What to produce:
Copy the rows word for word, beginning with the first line and ending with the line that contains "[(243, 234), (291, 183), (308, 116), (105, 238)]". Omit the pictures.

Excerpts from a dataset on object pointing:
>> start

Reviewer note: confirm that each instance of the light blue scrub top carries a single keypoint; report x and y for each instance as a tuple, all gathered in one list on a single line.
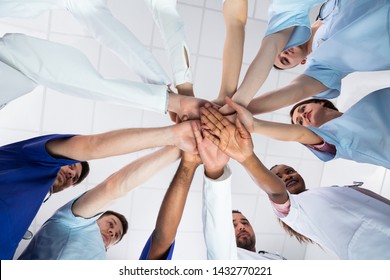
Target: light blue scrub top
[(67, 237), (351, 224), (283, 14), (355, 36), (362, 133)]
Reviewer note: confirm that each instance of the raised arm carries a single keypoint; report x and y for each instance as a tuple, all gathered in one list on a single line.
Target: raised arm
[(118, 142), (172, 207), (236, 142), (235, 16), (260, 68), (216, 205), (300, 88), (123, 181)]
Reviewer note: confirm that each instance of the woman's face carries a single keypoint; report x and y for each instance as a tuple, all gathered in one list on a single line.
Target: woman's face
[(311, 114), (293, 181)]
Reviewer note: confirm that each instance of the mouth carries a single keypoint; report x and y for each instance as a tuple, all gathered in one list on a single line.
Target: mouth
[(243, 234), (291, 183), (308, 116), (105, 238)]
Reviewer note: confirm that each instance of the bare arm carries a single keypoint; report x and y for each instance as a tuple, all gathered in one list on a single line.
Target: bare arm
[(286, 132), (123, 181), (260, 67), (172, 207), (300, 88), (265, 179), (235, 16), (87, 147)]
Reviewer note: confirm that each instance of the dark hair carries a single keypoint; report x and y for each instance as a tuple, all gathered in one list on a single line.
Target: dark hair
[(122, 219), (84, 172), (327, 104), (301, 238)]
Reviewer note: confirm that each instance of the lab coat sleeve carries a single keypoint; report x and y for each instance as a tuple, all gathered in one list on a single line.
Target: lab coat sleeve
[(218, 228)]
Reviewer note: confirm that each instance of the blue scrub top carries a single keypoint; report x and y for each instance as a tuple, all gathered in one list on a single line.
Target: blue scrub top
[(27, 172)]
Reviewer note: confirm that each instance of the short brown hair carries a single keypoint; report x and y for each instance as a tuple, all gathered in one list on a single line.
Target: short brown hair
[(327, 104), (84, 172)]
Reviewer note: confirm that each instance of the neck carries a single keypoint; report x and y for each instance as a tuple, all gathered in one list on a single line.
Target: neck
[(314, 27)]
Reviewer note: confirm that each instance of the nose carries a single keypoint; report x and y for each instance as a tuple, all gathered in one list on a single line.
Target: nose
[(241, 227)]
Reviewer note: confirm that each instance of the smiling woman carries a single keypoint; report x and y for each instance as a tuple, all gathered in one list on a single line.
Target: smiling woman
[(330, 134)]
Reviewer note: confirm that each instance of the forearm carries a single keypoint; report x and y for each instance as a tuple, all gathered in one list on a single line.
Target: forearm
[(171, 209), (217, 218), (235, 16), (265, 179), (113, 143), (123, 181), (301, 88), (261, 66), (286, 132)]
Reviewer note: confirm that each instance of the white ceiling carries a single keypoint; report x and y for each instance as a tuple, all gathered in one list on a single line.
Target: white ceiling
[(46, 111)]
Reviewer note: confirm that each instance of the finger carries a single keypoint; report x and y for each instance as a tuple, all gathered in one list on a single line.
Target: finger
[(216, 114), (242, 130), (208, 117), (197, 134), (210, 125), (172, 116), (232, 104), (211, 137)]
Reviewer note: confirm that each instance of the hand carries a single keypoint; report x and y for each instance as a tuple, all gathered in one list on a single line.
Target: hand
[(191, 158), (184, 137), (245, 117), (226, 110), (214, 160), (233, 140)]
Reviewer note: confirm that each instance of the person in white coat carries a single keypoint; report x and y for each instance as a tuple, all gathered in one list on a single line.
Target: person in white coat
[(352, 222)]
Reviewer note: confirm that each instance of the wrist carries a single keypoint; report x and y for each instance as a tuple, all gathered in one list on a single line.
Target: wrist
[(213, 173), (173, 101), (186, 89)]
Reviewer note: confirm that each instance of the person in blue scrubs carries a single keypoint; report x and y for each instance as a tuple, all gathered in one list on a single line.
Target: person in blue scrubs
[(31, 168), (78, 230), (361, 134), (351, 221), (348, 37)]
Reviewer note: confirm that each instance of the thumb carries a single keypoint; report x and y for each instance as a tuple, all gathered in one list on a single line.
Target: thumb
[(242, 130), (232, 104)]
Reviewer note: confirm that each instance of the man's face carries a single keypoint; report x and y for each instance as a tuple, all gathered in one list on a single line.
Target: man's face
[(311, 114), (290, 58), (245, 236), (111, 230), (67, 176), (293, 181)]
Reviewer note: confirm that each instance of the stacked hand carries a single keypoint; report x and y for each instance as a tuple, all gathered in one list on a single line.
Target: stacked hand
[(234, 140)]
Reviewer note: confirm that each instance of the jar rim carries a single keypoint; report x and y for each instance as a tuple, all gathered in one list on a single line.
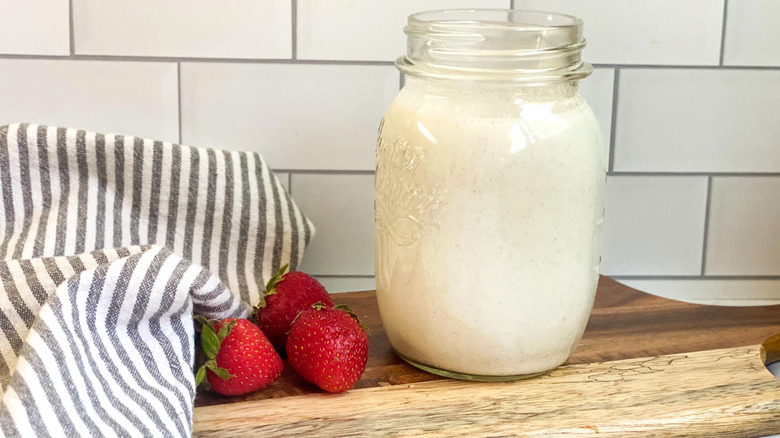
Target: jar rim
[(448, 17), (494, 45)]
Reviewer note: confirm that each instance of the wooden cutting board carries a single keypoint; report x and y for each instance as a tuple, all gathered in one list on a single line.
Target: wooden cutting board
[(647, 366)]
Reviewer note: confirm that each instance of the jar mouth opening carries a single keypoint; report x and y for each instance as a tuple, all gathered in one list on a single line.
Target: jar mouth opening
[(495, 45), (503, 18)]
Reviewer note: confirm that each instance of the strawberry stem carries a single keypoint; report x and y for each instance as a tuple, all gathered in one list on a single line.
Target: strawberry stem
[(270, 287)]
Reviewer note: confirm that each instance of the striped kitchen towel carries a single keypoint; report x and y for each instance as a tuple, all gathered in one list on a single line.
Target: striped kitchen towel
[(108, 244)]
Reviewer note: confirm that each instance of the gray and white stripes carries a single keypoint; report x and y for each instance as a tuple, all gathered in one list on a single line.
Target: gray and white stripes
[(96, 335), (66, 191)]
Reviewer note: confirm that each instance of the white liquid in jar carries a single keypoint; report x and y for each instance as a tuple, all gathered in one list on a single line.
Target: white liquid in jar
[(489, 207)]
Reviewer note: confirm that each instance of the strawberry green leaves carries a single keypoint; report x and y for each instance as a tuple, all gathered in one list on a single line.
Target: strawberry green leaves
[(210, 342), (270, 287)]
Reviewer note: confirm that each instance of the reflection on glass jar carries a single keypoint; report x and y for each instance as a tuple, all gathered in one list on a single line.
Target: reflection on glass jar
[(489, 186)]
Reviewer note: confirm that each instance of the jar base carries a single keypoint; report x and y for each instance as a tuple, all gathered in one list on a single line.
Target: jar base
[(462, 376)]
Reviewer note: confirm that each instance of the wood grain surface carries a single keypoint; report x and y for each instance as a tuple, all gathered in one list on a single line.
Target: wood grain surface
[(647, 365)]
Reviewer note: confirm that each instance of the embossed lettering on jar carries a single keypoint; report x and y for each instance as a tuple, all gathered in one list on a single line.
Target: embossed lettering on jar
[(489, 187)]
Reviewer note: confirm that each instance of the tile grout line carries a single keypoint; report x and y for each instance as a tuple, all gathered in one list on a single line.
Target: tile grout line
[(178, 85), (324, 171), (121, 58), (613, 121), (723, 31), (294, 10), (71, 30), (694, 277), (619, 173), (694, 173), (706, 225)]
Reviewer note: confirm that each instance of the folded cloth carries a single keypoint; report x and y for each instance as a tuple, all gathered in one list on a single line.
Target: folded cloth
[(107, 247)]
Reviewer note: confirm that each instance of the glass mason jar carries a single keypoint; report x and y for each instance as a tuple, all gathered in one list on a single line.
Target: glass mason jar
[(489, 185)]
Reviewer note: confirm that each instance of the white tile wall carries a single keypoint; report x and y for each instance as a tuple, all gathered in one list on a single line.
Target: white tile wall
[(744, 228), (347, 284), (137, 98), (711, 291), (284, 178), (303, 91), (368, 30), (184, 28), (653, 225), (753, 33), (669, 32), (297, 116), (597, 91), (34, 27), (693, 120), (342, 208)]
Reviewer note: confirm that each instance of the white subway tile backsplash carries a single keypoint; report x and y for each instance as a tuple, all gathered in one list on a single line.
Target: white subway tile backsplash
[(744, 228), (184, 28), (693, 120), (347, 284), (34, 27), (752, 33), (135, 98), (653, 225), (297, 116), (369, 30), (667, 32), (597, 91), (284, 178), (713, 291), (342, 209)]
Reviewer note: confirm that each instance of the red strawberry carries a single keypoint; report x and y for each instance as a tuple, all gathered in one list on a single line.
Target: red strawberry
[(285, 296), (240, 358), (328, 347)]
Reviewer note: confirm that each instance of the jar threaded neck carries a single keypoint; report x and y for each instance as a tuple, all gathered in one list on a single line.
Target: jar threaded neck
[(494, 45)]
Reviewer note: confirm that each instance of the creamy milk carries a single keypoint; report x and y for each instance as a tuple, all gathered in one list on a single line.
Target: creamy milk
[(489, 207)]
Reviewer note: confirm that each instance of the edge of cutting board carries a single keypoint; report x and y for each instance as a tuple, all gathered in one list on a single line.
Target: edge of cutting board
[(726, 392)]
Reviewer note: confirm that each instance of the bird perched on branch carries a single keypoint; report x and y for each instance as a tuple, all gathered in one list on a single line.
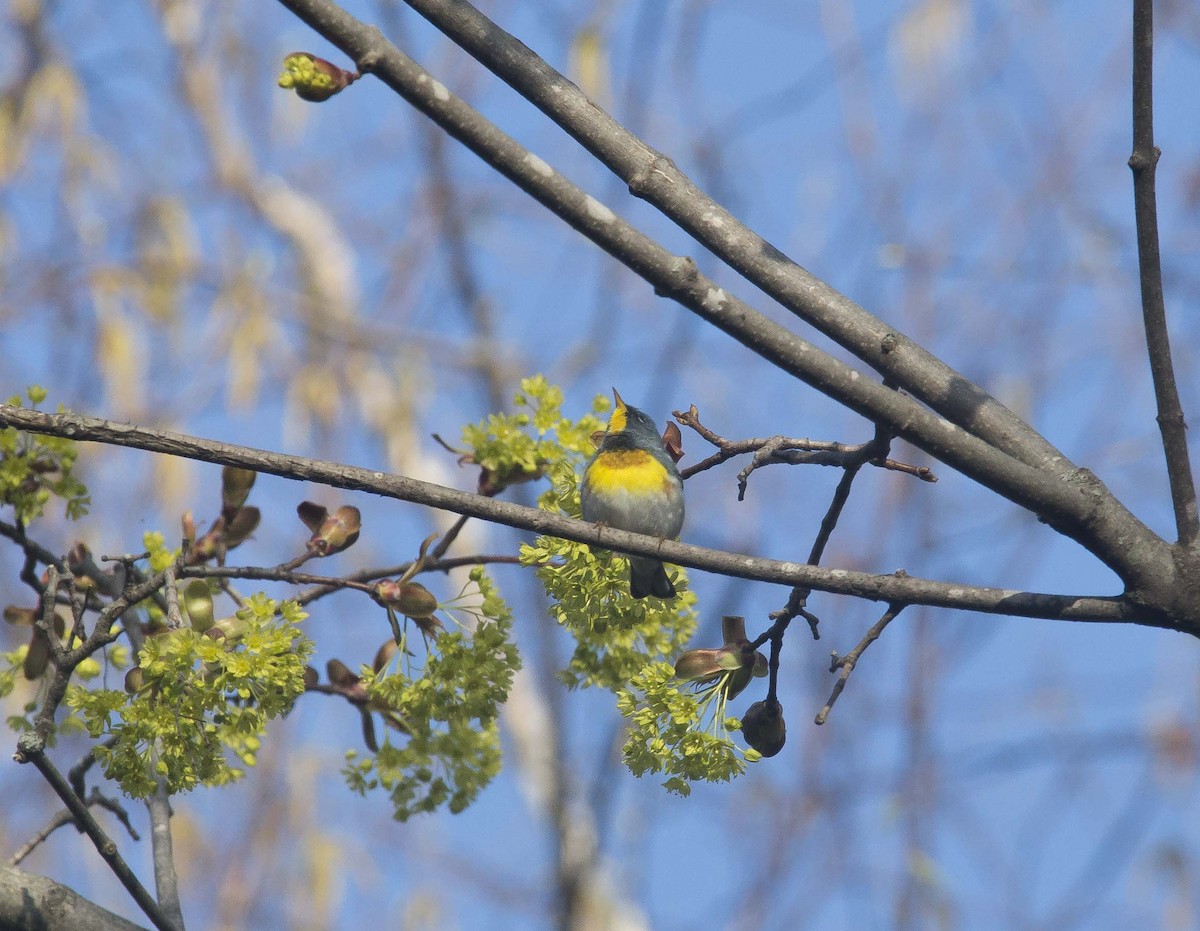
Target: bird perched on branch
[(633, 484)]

>> end

Task result:
Reviewer note: confirm that each instance of the light blue scrub top carries a single keypoint; report x and y for each instance as a tuple, all gathered in one list on a single line.
Target: light blue scrub top
[(67, 237), (351, 224), (283, 14), (355, 36), (362, 133)]
Reviewer note: confirm that each instance of the raised arm carries a single keypoint; report x and y for each instance as a tuple, all gathered in one list on a single line.
Target: raised arm
[(118, 142), (172, 207), (236, 142), (235, 16), (260, 68), (216, 205), (300, 88), (123, 181)]
Reviewer note: confirm that each instance of the woman's face carries a single keypoint; report x and y for each instance as a tuple, all gathered in one list on a single line.
Target: woman's face
[(311, 114), (293, 181)]
Reviewer note: confirm that each instance of the mouth carries a single keypoint; report x and y for each instance as a tuple, all gathered in one list on a single line.
Target: mouth
[(243, 234), (291, 183), (308, 116), (105, 238)]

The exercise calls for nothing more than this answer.